Non-Linear Regression¶

The linear-regression techniques assume that the regression coefficients scale linearly. In many cases this is not true.

Initial approaches to non-linear functions typically resort to transforming the data (e.g. logs and magnitudes).

MCMC techniques can be used to sample the parameter space.

An alternate approach is to use the Levenberg-Marquardt (LM) algorithm to optimize the maximum likelihood estimation. LM searches through a combination of gradient descent and Gauss-Newton optimization. If we can express our regression function as a Taylor series expansion then, to first order, we can write

$f(x_i|\theta) = f(x_i|\theta_0) + J d\theta$

where $\theta_0$ is an initial guess for the regression parameters, $J$ is the Jacobian about this point ($J=\partial f(x_i|\theta)/ \partial \theta$), and $d\theta$ is a small change in the regression parameters.

* YOUR TASKS *
1. Do these statements agree with the non-linear regression passage above? Answer yes or no for each, and quote the deciding words.
(a) The LM algorithm combines gradient descent with Gauss-Newton optimization.
(b) MCMC techniques cannot be used to sample the parameter space.
(c) The Taylor series expansion of the regression function is taken to second order.
2. Answer these questions from the non-linear regression passage above:
(a) What do the linear-regression techniques assume?
(b) What do initial approaches to non-linear functions typically resort to?
(c) What is J in the first-order expansion?

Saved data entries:
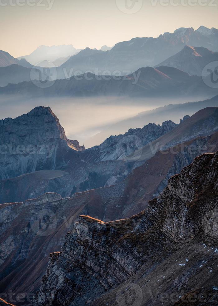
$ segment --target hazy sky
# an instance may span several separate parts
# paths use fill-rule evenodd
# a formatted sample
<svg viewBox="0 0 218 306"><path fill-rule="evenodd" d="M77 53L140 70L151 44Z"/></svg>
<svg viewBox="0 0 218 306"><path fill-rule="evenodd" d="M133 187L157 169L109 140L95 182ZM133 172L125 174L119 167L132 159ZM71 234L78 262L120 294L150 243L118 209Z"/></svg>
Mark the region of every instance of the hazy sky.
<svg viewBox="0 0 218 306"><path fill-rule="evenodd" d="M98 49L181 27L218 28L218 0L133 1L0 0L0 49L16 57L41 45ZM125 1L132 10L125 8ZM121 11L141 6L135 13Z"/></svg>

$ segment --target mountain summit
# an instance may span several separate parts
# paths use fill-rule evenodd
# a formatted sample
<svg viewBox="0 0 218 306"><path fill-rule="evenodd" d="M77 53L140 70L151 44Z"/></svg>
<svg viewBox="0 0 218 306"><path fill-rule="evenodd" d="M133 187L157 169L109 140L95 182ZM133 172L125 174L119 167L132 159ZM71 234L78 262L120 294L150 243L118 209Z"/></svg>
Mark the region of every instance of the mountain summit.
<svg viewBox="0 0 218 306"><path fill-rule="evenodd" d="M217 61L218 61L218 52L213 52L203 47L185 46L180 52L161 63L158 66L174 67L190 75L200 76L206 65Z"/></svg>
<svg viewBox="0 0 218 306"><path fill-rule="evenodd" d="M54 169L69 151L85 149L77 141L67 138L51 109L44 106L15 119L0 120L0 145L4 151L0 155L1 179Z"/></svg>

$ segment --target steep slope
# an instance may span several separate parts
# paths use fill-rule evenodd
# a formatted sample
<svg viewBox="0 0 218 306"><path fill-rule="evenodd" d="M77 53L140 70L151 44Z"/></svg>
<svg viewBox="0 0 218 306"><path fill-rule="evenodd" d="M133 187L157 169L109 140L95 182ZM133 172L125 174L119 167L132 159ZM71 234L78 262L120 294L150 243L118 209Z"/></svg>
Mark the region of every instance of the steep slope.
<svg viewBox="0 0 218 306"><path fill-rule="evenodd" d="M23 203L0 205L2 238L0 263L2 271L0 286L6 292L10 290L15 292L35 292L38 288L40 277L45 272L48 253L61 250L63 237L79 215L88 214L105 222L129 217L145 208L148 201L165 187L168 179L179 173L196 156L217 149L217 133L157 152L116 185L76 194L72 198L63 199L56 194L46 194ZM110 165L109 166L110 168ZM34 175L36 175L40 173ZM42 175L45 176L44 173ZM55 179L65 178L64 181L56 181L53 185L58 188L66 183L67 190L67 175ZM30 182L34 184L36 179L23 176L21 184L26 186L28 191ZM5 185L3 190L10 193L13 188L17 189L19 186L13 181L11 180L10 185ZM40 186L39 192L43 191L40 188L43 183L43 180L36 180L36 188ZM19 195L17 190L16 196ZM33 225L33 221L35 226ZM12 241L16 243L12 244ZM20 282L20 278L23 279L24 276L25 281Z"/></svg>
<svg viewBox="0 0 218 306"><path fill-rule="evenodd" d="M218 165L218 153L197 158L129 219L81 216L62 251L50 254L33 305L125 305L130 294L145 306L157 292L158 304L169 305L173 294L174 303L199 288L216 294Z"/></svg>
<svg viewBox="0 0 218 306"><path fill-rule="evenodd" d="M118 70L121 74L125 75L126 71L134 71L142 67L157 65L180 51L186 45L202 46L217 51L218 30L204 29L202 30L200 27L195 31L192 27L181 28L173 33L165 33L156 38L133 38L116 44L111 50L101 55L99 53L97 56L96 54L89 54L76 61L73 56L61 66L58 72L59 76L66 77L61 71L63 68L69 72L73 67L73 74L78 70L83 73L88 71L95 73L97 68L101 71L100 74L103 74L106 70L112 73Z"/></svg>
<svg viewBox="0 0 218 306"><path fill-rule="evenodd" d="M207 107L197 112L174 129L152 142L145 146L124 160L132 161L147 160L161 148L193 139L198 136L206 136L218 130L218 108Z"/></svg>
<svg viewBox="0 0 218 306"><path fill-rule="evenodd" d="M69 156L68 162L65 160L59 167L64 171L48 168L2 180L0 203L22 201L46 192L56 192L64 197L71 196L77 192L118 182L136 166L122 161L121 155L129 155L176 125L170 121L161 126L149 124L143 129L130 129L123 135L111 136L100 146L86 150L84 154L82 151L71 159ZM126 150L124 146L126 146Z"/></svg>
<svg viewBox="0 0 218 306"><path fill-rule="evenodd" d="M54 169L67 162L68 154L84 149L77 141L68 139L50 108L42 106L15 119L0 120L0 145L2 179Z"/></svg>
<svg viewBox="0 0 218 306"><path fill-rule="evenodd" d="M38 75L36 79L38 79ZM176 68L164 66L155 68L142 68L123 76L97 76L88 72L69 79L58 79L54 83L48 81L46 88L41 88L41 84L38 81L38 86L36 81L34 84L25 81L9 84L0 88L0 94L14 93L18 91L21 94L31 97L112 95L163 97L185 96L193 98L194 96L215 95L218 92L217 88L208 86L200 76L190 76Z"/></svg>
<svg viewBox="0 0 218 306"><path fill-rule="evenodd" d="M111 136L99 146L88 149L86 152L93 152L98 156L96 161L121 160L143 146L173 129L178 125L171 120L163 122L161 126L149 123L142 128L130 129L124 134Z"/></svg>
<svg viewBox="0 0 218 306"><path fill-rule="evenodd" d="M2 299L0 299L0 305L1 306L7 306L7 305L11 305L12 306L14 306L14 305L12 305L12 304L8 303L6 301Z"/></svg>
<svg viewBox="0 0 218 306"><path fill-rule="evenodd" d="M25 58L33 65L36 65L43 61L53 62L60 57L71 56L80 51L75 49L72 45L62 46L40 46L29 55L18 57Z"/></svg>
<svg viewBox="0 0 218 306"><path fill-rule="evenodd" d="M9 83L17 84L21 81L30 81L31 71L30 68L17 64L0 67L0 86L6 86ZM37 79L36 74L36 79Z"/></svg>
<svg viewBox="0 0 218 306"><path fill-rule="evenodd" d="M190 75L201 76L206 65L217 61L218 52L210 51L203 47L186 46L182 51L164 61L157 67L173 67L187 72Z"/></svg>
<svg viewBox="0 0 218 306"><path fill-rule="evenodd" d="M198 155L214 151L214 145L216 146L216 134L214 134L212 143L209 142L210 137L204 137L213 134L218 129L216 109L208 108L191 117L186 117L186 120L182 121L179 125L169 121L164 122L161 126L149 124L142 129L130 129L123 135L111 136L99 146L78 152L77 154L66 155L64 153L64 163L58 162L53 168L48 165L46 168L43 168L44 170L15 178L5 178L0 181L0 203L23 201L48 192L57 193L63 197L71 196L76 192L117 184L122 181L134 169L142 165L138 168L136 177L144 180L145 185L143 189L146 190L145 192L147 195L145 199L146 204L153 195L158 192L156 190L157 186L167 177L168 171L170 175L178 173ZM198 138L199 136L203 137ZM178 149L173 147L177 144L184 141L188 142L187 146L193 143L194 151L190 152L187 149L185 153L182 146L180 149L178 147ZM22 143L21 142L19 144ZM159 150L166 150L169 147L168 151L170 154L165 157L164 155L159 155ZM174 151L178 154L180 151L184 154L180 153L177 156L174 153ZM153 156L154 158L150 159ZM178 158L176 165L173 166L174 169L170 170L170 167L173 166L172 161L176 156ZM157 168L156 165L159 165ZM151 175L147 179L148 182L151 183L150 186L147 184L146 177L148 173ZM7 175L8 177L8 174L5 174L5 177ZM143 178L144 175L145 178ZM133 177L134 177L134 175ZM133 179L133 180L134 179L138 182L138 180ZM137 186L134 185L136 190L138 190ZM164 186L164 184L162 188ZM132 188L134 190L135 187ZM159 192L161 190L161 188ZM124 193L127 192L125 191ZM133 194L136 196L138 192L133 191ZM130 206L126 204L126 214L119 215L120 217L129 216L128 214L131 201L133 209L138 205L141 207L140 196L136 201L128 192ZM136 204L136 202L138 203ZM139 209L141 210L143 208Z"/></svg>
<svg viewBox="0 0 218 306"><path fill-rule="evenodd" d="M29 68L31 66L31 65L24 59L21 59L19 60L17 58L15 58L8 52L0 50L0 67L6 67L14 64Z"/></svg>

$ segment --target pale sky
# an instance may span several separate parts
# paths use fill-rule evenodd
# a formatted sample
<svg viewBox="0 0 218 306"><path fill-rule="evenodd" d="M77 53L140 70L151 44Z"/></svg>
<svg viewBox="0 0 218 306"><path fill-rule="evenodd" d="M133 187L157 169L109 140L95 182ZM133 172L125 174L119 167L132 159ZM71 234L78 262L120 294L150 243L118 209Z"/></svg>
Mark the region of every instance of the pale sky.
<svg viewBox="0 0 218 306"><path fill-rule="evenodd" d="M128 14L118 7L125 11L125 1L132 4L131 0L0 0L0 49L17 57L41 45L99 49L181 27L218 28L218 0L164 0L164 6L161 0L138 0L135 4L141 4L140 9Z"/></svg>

* SOLUTIONS IN ORDER *
1.
(a) Yes: "LM searches through a combination of gradient descent and Gauss-Newton optimization."
(b) No: "MCMC techniques can be used to sample the parameter space."
(c) No: "to first order, we can write"

2.
(a) They assume that the regression coefficients scale linearly.
(b) They resort to transforming the data (e.g. logs and magnitudes).
(c) J is the Jacobian about the initial-guess point.